■ **Page extract**:
Maram Ali
Maram Ali was born and raised in Irbid, Jordan. Her work emerges from a deep sense of ancestral belonging and moral responsibility. Although she has never visited Palestine, its presence has long inhabited her imagination, shaping both her emotional world and her artistic purpose. From early childhood, drawing came instinctively to her; she recalls, “I was drawing before I was writing. I was exactly three years old when I started drawing” (newarab.com).
Alongside this early devotion to art, she pursued formal academic studies and later obtained a degree in finance, while continuing to paint independently and with unwavering commitment. Her connection to Palestine is deeply emotional: “It’s a collective feeling — we love Palestine and we want to visit Palestine” (newarab.com).
In her early practice, Maram Ali painted landscapes and scenes drawn from nature and daily life. These works were marked by sensitivity, calm, and attentiveness to atmosphere. She experimented across media — oil, acrylic, and watercolor — gradually developing a language of paint that privileged emotion over description. Over time, her brushwork grew bolder, more textured, and more insistent, favoring expressive force over formal restraint. She explains, “I leaned into this style from a long time ago because it heightens and exaggerates feelings of a certain situation” (newarab.com).


Maram works with sustained intensity. She paints primarily in oil, often surrounded by multiple works in progress, returning repeatedly to each surface. Her process is intuitive and cumulative, driven less by technical perfection than by emotional coherence. Many works remain unresolved, set aside when they no longer offer space for discovery. Others arrive quietly at their conclusion — a moment when gesture, color, and feeling align, and the image begins to breathe.
Maram Ali is a witness. Through painting, she bears testimony to lives interrupted and stories at risk of disappearance. The power of her work lies in its quiet insistence: it compels the viewer to pause, to look, and to remember. She says, “I was drawing before I was writing” (newarab.com) — and this instinctive urge to capture and preserve life continues to define her practice. Standing before her portraits, we sense that something essential has been entrusted to us — a memory, a truth, a life that refuses to vanish.
A profound rupture occurred in 2023 with the war on Gaza, and particularly following the bombing of Al-Ahli Arab Hospital. From this moment, Maram set aside her previous subjects and turned almost exclusively toward the human figure. Her canvases became sites of testimony: portraits of children, journalists, doctors, parents, and civilians killed in airstrikes. These works do not aim to reproduce images of violence; rather, they seek to preserve presence. Each painting functions as an act of resistance against erasure, rescuing faces and stories from anonymity and silence (blogs.mediapart.fr).

■ **Exercise tasks**:
1. Reproduce the biography of Maram Ali from "A profound rupture" to "and silence (blogs.mediapart.fr).", word for word.
2. Translate this sentence from the biography of Maram Ali into Spanish: "She paints primarily in oil, often surrounded by multiple works in progress, returning repeatedly to each surface."

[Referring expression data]
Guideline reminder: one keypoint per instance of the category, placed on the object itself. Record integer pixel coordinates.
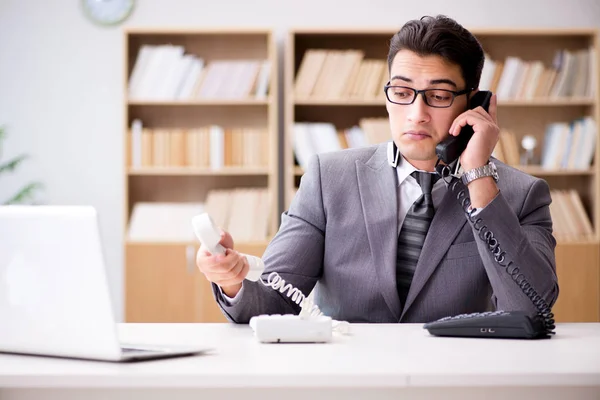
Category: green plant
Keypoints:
(26, 193)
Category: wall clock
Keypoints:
(108, 12)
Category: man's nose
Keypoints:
(418, 110)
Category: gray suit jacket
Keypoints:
(339, 237)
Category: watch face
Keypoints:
(108, 12)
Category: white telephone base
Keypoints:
(289, 328)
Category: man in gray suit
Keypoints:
(343, 233)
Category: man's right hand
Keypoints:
(227, 271)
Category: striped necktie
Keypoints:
(413, 233)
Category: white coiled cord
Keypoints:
(308, 309)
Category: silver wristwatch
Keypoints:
(488, 169)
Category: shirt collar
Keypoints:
(404, 169)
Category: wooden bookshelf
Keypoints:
(522, 114)
(197, 93)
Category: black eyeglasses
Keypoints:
(438, 98)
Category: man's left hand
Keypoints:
(485, 134)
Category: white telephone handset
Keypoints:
(309, 326)
(209, 236)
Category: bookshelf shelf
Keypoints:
(230, 171)
(324, 93)
(201, 135)
(194, 242)
(201, 102)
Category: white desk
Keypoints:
(375, 362)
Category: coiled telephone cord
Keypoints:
(308, 309)
(493, 245)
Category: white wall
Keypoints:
(61, 87)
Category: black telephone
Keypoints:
(449, 149)
(493, 324)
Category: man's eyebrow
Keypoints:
(431, 82)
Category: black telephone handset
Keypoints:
(449, 149)
(492, 324)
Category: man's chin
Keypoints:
(417, 153)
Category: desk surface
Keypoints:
(372, 356)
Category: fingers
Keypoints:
(224, 270)
(470, 117)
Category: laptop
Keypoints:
(54, 293)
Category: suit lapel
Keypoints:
(449, 219)
(377, 185)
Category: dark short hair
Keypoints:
(444, 37)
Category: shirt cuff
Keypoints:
(232, 300)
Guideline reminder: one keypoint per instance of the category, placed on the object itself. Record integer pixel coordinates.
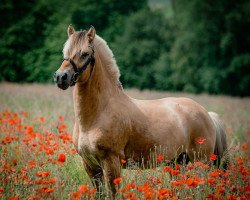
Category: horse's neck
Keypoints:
(91, 98)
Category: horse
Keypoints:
(110, 126)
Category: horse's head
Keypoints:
(78, 55)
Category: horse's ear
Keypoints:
(71, 30)
(91, 33)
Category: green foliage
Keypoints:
(195, 46)
(137, 49)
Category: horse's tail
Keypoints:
(221, 143)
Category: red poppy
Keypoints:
(160, 158)
(200, 140)
(123, 161)
(83, 189)
(117, 181)
(61, 157)
(213, 157)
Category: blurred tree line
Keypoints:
(201, 46)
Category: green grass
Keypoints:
(49, 102)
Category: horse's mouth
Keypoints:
(63, 86)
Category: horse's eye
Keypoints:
(84, 55)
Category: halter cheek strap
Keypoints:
(89, 60)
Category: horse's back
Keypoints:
(176, 123)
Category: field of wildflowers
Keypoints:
(39, 161)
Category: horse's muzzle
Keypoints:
(62, 79)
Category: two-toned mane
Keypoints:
(110, 126)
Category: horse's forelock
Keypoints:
(74, 44)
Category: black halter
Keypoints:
(89, 59)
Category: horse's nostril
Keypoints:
(64, 77)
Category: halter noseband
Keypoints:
(89, 60)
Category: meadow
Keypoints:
(39, 161)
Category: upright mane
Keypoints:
(76, 43)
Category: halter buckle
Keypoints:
(75, 76)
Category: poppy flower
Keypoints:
(123, 161)
(160, 158)
(117, 181)
(200, 140)
(213, 157)
(61, 157)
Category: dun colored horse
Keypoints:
(110, 126)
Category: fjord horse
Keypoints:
(110, 126)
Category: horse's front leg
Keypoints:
(111, 170)
(96, 176)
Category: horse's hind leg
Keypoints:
(96, 176)
(111, 170)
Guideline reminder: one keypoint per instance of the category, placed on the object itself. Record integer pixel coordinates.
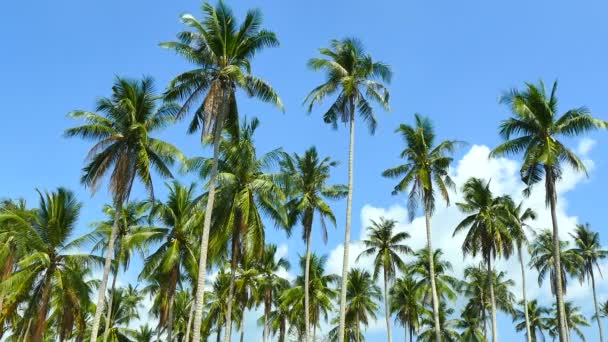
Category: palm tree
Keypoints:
(445, 283)
(246, 188)
(518, 217)
(587, 245)
(127, 302)
(269, 282)
(535, 129)
(222, 51)
(447, 325)
(132, 236)
(176, 255)
(425, 169)
(574, 320)
(320, 290)
(387, 248)
(125, 149)
(353, 75)
(361, 295)
(488, 232)
(406, 303)
(39, 280)
(535, 316)
(306, 185)
(542, 258)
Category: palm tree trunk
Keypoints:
(40, 324)
(386, 308)
(188, 328)
(432, 276)
(233, 264)
(523, 290)
(106, 332)
(202, 264)
(559, 294)
(597, 309)
(306, 287)
(349, 209)
(492, 301)
(101, 296)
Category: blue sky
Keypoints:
(451, 61)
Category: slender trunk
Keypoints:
(306, 286)
(492, 301)
(101, 296)
(386, 308)
(597, 309)
(559, 294)
(267, 307)
(349, 208)
(188, 328)
(432, 276)
(106, 332)
(233, 265)
(523, 290)
(39, 327)
(202, 264)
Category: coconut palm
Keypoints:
(445, 283)
(356, 80)
(269, 282)
(542, 258)
(361, 296)
(447, 325)
(50, 259)
(386, 246)
(321, 294)
(124, 148)
(176, 255)
(424, 172)
(246, 188)
(133, 236)
(587, 245)
(574, 320)
(222, 51)
(487, 231)
(535, 316)
(535, 129)
(517, 221)
(406, 303)
(306, 185)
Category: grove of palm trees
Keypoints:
(205, 205)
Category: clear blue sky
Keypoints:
(451, 61)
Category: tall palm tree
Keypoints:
(406, 302)
(321, 293)
(425, 170)
(38, 280)
(133, 235)
(587, 245)
(125, 149)
(306, 185)
(269, 282)
(356, 79)
(222, 51)
(535, 316)
(573, 318)
(176, 255)
(362, 294)
(536, 129)
(488, 233)
(542, 258)
(386, 247)
(518, 217)
(246, 188)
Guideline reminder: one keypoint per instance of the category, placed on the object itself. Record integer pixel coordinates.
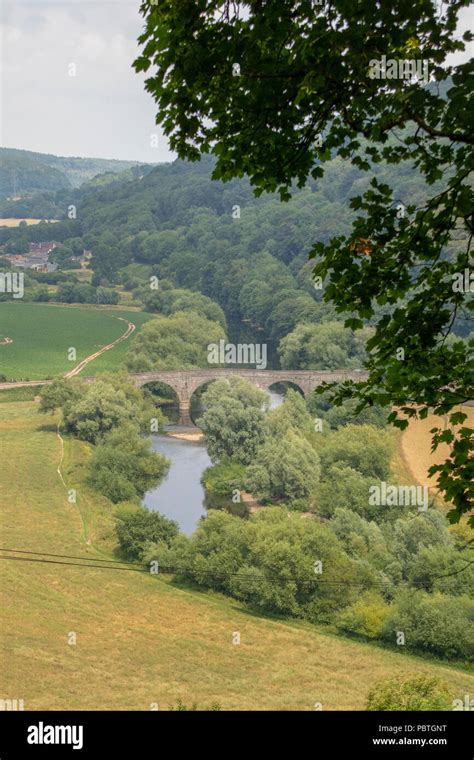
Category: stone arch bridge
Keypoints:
(186, 382)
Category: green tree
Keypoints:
(58, 393)
(233, 423)
(179, 341)
(326, 346)
(123, 467)
(107, 405)
(293, 413)
(275, 89)
(362, 447)
(415, 693)
(285, 468)
(434, 623)
(136, 530)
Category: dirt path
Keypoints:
(130, 329)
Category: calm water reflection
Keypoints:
(181, 496)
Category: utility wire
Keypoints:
(144, 568)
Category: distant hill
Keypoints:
(23, 172)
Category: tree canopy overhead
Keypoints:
(275, 89)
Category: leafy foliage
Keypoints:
(274, 90)
(416, 693)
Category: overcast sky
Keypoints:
(104, 110)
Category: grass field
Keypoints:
(10, 222)
(142, 640)
(42, 334)
(416, 446)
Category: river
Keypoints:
(181, 496)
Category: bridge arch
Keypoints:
(186, 382)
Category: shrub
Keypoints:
(123, 467)
(417, 693)
(136, 530)
(438, 624)
(366, 617)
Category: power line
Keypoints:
(69, 556)
(144, 568)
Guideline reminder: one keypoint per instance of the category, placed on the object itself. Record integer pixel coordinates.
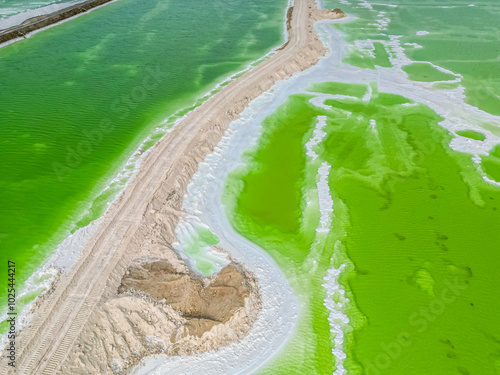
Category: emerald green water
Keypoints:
(463, 39)
(77, 99)
(421, 238)
(472, 134)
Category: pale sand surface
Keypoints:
(83, 326)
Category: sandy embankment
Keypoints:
(104, 314)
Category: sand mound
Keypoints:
(161, 309)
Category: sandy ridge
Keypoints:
(39, 22)
(151, 204)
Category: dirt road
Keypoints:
(165, 172)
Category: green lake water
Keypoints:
(413, 220)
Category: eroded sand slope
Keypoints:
(129, 294)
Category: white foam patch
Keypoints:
(337, 318)
(325, 200)
(318, 135)
(193, 250)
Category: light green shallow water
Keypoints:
(425, 253)
(77, 99)
(414, 222)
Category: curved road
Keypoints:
(44, 344)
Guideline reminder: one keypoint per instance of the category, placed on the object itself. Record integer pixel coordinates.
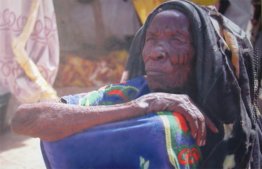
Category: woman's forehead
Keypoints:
(170, 18)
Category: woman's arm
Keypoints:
(53, 121)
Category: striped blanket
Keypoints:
(157, 140)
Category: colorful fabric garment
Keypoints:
(157, 140)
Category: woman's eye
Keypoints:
(149, 39)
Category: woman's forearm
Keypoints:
(53, 121)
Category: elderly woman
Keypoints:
(184, 65)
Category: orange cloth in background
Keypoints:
(81, 72)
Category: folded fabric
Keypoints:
(157, 140)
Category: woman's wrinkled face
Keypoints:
(168, 51)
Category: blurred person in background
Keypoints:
(41, 47)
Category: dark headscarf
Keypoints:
(224, 97)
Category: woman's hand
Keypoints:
(197, 121)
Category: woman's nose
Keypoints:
(158, 54)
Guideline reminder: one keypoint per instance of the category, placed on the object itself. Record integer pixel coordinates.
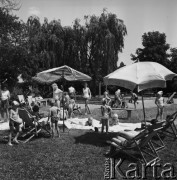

■ **Answers to the exercises**:
1.
A profound rupture occurred in 2023 with the war on Gaza, and particularly following the bombing of Al-Ahli Arab Hospital. From this moment, Maram set aside her previous subjects and turned almost exclusively toward the human figure. Her canvases became sites of testimony: portraits of children, journalists, doctors, parents, and civilians killed in airstrikes. These works do not aim to reproduce images of violence; rather, they seek to preserve presence. Each painting functions as an act of resistance against erasure, rescuing faces and stories from anonymity and silence (blogs.mediapart.fr).

2. Pinta principalmente al óleo, a menudo rodeada de varias obras en curso, volviendo repetidamente a cada superficie.